Stored dataset items:
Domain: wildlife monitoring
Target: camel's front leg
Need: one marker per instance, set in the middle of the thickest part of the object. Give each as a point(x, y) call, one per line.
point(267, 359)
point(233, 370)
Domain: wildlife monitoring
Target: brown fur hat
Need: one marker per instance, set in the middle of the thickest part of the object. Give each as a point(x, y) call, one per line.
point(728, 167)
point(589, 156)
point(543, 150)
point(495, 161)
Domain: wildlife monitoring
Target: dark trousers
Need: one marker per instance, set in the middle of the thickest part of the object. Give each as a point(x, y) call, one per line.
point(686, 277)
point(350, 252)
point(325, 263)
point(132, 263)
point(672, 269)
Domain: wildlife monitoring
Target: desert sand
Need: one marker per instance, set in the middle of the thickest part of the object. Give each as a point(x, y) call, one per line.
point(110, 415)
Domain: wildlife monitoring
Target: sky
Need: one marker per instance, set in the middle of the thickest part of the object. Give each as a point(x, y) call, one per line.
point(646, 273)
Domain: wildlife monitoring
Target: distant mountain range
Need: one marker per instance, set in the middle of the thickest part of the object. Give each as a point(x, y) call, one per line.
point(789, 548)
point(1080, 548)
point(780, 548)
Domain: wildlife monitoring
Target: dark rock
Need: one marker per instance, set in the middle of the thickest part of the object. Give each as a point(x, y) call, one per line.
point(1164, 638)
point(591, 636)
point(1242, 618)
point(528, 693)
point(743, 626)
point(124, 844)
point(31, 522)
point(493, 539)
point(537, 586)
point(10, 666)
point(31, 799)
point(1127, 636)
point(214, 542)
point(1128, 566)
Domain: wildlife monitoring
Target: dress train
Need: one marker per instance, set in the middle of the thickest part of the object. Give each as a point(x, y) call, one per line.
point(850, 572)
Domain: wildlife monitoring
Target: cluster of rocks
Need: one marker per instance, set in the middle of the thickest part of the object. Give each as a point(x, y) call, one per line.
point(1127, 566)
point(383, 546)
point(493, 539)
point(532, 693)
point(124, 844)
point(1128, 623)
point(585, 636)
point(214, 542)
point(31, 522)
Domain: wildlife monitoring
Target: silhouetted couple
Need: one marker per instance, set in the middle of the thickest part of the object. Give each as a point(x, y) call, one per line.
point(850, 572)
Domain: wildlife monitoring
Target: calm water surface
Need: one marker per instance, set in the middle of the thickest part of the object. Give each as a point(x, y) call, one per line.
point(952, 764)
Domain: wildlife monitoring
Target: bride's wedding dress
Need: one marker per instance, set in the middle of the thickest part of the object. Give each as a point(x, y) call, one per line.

Problem to work on ▸
Every record must appear in the answer exactly as written.

Answer below ▸
Domain: wildlife monitoring
Target: camel's front leg
Need: one marker per instance, set in the middle of the thickest part of the object. Give each as a point(x, y) call, one per line.
point(267, 359)
point(233, 370)
Domain: wildlife monitoring
Target: brown fur hat
Need: one marker per instance, set in the middle of the thickest part of the object. Give each as a point(x, y) call, one per line.
point(728, 167)
point(589, 156)
point(543, 150)
point(495, 161)
Domain: wildlife monitoring
Target: dark trousers
Need: one marker per instance, set in the middle of the thickest part of the object. Give each as a point(x, y) call, one per line.
point(686, 277)
point(350, 252)
point(325, 263)
point(132, 263)
point(672, 269)
Domain: wildlife monitoring
Target: desert sand
Need: one marker per instance, set in the middle of the thickest part of the object. Give each as a point(x, y) call, one per line.
point(110, 415)
Domain: wildlife monitoring
Target: sky
Need: one marker per instance, set in the middle of the thickest part of the object. Give each as a point(x, y) call, one per line.
point(646, 273)
Domain: wildlife monitoring
Target: distant mountain range
Need: one marker per instance, set in the middle of the thickest part of the object. Give each as a point(x, y) call, one per line.
point(789, 548)
point(1080, 548)
point(780, 548)
Domain: wildlife monitoring
Target: dark rock
Need: one marker per instance, set in the middle of the thickest part of the object. Give each as a point(x, y) call, one per line.
point(1164, 638)
point(591, 636)
point(1242, 618)
point(528, 693)
point(743, 626)
point(124, 844)
point(31, 522)
point(493, 539)
point(537, 586)
point(10, 666)
point(31, 799)
point(1127, 636)
point(214, 542)
point(1128, 566)
Domain: wildlife monitoring
Target: dress train
Need: one marker per instance, set in the middle of the thickest part of the object. Give each as a point(x, y) call, one per line.
point(850, 572)
Domain: wildlife monitoring
Target: cluster of rocks
Need: one marker per instance, set in the middle of the thickest part of the object. Give each as a point(x, y) call, one per line.
point(1127, 566)
point(383, 546)
point(493, 539)
point(532, 693)
point(124, 844)
point(1128, 623)
point(585, 636)
point(214, 542)
point(31, 522)
Domain: wildlife monitoring
Target: silhouetted couple
Need: one marker per instance, set in the middle of the thickest part of the object. Give each as a point(x, y) call, one per line.
point(850, 572)
Domain: wildlife monitoring
Target: calm water surface
Need: one marker per instance, set in the middle of the thickest part of the object. Give each as a point(x, y) call, one per line.
point(952, 764)
Domain: wildlife monitoring
Target: bride's wedding dress
Need: one marker per instance, set in the middle of the thickest part of the object. Give each as a point(x, y) call, one per line.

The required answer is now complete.